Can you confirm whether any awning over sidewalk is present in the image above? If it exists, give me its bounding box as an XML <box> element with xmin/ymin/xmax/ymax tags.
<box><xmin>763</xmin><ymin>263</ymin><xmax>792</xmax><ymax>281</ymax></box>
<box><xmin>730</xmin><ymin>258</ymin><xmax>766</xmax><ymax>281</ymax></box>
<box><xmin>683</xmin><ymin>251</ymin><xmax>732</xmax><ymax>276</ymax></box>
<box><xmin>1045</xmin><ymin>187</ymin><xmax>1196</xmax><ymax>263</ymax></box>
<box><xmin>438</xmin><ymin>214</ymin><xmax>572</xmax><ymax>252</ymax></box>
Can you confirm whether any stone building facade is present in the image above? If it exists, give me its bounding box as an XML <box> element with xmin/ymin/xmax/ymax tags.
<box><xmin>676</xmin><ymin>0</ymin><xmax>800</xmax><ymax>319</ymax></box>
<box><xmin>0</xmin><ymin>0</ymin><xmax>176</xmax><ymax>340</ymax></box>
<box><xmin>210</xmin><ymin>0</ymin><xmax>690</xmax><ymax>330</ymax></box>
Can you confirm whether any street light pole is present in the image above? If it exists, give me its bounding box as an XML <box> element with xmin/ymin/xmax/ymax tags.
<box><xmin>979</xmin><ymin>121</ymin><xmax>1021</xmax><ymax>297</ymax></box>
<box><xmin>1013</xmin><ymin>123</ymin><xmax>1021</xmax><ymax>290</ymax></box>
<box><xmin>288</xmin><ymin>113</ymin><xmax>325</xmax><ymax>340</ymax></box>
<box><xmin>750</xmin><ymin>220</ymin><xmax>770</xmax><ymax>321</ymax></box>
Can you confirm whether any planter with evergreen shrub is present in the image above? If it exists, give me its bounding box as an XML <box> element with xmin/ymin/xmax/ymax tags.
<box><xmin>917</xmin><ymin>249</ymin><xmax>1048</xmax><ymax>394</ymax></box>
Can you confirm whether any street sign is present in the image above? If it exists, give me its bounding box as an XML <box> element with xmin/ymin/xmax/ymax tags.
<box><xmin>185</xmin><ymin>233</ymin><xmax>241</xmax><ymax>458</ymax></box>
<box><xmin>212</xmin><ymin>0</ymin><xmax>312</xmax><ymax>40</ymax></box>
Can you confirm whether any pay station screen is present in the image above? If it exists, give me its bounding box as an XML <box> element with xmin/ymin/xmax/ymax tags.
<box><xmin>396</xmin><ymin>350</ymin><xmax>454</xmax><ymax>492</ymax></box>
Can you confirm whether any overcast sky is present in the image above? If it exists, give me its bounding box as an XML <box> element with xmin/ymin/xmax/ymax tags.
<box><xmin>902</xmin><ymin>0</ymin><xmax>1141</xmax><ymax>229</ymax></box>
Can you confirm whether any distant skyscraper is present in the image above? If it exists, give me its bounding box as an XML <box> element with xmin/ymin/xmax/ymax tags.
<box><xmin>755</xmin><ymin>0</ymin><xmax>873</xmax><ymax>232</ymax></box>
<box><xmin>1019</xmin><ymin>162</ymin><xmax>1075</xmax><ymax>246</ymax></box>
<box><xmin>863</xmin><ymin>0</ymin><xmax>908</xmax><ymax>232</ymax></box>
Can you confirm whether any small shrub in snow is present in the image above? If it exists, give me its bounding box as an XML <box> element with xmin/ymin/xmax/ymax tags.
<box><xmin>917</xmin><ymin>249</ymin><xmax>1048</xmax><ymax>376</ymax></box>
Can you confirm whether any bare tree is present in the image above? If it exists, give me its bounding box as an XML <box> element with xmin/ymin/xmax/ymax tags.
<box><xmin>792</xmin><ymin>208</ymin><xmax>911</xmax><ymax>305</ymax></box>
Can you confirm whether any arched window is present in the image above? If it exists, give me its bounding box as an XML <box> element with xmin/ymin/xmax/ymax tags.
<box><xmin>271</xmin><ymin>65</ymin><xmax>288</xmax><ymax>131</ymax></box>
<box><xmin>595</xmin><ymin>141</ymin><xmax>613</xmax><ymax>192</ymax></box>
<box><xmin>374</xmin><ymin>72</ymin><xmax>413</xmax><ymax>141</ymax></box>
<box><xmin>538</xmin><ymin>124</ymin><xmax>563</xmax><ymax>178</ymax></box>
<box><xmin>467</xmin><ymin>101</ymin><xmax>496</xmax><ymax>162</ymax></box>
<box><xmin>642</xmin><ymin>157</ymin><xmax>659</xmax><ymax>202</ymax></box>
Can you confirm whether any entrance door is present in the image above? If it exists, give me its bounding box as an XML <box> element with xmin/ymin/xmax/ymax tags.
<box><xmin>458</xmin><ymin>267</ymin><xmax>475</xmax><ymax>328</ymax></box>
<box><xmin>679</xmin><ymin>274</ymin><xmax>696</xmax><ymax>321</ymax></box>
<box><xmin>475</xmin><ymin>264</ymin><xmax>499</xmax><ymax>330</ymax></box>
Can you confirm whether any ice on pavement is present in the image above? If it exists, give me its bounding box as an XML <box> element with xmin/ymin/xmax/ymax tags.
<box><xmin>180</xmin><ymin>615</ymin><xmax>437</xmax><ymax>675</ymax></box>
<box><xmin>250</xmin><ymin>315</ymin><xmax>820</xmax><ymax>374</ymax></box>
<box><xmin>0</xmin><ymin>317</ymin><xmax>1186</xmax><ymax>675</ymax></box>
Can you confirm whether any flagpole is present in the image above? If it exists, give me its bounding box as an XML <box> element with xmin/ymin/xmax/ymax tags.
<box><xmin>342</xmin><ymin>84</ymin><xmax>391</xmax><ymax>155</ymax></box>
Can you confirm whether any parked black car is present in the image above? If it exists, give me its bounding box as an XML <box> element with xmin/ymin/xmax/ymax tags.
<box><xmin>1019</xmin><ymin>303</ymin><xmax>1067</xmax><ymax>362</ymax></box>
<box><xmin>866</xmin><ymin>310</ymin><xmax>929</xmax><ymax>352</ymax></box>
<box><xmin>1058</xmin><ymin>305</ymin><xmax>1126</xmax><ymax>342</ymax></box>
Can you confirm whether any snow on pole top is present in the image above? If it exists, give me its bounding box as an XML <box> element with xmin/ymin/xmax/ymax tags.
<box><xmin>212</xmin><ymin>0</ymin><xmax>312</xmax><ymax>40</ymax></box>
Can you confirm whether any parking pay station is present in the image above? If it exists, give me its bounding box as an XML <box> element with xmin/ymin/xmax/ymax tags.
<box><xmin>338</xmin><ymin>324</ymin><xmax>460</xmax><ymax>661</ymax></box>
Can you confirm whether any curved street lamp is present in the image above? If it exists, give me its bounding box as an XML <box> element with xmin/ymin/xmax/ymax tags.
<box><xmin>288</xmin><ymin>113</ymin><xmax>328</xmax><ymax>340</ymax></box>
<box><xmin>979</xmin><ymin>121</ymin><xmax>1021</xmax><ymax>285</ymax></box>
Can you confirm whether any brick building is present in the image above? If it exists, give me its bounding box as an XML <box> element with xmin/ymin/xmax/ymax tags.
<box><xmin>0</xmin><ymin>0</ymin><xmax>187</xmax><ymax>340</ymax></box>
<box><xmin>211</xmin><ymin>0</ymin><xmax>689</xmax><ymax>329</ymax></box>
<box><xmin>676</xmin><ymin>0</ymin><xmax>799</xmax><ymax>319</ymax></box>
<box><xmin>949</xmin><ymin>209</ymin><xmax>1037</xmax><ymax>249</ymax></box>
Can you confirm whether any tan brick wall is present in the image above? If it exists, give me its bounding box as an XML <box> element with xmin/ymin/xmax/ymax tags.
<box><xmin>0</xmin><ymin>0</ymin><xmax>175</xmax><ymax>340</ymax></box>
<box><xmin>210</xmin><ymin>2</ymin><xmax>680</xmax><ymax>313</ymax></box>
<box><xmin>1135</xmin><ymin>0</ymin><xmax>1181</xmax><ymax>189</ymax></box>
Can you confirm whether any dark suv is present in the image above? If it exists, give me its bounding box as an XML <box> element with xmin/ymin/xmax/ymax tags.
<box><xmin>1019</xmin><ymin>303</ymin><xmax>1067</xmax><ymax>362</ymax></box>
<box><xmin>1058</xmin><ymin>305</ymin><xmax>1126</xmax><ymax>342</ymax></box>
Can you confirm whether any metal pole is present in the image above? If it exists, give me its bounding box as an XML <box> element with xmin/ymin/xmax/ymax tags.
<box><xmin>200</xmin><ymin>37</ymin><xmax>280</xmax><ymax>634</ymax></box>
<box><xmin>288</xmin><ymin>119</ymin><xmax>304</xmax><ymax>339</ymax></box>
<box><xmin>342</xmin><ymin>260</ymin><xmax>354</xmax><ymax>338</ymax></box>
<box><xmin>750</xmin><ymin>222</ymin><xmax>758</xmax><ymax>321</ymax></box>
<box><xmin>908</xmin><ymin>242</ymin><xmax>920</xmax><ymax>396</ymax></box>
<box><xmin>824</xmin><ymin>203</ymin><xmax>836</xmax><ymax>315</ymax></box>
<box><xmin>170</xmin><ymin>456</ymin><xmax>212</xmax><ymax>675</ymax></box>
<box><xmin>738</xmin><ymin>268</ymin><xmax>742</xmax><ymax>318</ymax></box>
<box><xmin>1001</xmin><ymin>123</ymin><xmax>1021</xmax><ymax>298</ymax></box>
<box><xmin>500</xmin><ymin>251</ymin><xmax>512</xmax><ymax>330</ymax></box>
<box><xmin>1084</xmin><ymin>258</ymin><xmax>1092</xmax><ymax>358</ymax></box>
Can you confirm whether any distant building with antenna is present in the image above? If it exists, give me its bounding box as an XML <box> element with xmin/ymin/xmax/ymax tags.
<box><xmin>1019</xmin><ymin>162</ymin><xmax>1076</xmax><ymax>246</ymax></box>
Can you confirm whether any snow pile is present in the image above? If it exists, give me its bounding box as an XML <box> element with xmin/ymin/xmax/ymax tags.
______
### Work to do:
Locate every line in the records that contains the word "distant", and copy each of those lines in full.

### Correct answer:
Can you confirm whether any distant skyscraper is present in the image above? If it exists, give me its bounding box as an XML <box> element with xmin/ymin/xmax/ymax tags.
Can you confirm whether any distant building with antenna is present in the image above? If it exists, give me its bounding box as an XML <box> element with xmin/ymin/xmax/ymax tags.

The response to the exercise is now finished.